▶ [Job]
Reproduce only the lines from the start of the records through the line containing "target: white soccer jersey", changing "white" to "blue" and leaving everything else as it is.

▶ [Supplied records]
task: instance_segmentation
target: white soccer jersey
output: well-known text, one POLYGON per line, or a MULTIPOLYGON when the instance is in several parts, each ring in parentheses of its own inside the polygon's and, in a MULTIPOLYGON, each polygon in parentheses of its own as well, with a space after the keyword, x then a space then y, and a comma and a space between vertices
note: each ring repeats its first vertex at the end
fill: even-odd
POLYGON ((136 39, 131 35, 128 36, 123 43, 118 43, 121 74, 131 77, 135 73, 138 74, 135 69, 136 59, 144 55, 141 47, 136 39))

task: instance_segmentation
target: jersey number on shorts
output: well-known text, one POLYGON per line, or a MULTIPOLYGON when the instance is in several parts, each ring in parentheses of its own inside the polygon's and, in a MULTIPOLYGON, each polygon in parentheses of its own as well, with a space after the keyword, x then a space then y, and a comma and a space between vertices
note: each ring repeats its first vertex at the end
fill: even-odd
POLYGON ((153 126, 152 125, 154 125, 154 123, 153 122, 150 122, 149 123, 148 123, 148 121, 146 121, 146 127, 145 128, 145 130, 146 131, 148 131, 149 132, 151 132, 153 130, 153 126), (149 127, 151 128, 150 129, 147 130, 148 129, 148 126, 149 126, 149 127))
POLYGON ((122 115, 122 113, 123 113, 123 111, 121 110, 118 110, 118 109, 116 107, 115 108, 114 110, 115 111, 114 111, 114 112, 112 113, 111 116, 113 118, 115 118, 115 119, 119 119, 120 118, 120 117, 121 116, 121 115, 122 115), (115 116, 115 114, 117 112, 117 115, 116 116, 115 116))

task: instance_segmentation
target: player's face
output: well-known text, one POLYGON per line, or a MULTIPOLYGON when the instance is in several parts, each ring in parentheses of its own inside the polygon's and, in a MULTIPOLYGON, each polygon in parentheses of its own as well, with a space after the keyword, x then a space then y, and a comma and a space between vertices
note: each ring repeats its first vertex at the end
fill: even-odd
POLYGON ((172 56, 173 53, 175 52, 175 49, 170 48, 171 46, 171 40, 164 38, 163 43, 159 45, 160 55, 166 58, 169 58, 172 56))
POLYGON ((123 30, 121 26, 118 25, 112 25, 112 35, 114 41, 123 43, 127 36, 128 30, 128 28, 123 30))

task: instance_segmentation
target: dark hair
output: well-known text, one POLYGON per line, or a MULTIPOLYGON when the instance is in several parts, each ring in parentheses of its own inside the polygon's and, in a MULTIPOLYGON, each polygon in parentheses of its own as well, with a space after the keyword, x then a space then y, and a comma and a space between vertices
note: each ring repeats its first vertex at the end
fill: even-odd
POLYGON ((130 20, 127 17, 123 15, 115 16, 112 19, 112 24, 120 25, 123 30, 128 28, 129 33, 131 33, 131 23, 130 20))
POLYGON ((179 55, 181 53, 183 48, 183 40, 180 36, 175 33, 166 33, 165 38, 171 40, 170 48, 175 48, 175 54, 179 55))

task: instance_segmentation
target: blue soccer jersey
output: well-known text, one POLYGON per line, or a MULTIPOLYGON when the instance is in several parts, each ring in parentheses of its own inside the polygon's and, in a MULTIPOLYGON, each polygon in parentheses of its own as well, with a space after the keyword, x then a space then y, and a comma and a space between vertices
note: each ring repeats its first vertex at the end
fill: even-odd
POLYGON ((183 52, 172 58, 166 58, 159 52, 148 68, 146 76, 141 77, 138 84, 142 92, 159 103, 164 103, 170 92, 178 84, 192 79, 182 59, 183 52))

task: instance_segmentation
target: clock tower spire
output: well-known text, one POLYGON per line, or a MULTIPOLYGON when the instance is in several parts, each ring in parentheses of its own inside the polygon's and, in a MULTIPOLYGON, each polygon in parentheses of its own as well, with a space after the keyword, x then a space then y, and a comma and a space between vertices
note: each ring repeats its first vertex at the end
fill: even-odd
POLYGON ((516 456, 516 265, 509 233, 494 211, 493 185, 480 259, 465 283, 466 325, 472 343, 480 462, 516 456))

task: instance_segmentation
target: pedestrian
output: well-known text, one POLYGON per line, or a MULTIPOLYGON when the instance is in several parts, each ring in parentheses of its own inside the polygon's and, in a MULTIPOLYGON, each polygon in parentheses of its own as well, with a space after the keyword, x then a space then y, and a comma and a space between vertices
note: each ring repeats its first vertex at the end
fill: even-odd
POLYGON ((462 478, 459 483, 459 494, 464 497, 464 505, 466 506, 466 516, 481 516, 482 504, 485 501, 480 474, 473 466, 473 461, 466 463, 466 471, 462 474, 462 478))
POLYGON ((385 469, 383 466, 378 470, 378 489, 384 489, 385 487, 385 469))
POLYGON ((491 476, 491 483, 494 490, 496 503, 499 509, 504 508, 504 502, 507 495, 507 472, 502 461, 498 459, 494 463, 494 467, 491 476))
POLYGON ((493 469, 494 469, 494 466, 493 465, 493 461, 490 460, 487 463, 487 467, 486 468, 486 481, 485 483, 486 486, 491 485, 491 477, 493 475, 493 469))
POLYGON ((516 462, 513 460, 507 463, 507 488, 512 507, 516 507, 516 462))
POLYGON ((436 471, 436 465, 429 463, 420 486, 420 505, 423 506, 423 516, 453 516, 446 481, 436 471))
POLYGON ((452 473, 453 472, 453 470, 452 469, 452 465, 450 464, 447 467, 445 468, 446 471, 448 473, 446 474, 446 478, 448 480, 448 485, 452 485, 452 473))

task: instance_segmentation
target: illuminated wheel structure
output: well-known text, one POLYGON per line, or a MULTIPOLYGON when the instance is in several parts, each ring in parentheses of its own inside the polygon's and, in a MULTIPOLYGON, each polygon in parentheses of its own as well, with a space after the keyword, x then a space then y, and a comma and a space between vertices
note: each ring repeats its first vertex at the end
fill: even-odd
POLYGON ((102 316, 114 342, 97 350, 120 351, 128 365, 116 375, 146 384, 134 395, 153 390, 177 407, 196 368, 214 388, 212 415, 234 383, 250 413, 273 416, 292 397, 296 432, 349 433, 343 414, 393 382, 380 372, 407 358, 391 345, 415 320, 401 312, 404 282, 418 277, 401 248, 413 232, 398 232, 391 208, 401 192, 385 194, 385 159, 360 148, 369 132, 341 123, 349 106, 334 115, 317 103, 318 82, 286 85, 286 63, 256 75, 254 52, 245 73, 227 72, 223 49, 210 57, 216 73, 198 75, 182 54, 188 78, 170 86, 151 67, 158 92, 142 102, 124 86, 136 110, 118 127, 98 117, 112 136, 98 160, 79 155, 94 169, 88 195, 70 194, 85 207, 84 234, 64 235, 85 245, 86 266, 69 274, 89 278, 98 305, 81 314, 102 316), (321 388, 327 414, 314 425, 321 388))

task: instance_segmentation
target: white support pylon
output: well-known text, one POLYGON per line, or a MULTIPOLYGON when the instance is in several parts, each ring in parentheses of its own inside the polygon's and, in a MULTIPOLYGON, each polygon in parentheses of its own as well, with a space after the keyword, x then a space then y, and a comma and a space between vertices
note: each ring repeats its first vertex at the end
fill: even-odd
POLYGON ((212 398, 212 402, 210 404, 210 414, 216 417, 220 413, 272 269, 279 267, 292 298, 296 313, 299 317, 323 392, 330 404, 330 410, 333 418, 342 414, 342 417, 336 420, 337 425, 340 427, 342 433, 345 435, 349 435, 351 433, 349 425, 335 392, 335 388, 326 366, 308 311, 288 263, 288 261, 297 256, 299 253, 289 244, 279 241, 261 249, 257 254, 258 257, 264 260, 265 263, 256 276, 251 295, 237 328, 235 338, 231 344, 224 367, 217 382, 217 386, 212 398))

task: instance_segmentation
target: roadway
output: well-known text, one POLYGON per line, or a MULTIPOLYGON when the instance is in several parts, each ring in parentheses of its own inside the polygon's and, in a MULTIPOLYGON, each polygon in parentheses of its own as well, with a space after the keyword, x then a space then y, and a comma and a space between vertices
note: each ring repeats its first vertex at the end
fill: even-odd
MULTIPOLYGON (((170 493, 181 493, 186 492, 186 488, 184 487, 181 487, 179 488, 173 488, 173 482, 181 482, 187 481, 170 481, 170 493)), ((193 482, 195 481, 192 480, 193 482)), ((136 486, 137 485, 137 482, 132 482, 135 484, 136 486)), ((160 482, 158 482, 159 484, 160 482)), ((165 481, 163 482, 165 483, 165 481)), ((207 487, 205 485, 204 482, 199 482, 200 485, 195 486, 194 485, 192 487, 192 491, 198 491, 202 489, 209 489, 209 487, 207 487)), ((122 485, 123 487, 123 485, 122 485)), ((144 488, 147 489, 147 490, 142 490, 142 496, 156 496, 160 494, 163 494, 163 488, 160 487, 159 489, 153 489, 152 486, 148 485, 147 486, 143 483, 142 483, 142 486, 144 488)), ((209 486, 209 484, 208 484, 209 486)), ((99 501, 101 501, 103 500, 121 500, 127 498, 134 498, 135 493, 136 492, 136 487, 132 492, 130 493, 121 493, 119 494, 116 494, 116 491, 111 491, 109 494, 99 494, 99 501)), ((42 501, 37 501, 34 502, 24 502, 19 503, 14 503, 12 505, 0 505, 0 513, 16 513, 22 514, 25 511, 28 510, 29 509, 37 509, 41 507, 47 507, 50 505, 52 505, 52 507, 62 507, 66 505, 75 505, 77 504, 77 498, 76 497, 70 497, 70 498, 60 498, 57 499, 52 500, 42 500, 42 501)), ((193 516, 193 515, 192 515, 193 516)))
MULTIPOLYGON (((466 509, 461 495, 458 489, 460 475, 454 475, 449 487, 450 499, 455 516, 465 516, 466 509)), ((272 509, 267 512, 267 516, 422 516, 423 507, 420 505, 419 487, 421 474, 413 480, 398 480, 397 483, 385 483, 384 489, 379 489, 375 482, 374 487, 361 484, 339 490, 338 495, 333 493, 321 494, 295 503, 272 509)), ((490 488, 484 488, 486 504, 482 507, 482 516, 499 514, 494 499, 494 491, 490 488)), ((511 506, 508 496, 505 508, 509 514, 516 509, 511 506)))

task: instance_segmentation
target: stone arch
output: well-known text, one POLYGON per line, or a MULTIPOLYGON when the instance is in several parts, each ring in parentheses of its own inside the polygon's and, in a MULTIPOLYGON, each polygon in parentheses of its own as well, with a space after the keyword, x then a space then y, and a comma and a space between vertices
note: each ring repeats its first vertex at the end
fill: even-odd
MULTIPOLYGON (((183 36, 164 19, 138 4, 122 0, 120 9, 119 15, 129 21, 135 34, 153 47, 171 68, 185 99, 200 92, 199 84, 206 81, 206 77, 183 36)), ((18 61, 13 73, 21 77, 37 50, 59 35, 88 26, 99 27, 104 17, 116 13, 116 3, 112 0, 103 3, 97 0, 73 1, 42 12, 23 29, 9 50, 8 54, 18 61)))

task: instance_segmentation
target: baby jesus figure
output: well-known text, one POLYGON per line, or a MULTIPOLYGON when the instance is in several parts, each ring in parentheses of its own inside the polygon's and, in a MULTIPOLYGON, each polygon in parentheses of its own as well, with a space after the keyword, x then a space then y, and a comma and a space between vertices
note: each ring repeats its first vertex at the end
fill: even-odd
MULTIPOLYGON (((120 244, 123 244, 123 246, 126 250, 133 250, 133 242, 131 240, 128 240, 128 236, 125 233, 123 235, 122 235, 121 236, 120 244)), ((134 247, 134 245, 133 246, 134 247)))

▶ [Answer to the task]
task: instance_segmentation
target: blue soccer jersey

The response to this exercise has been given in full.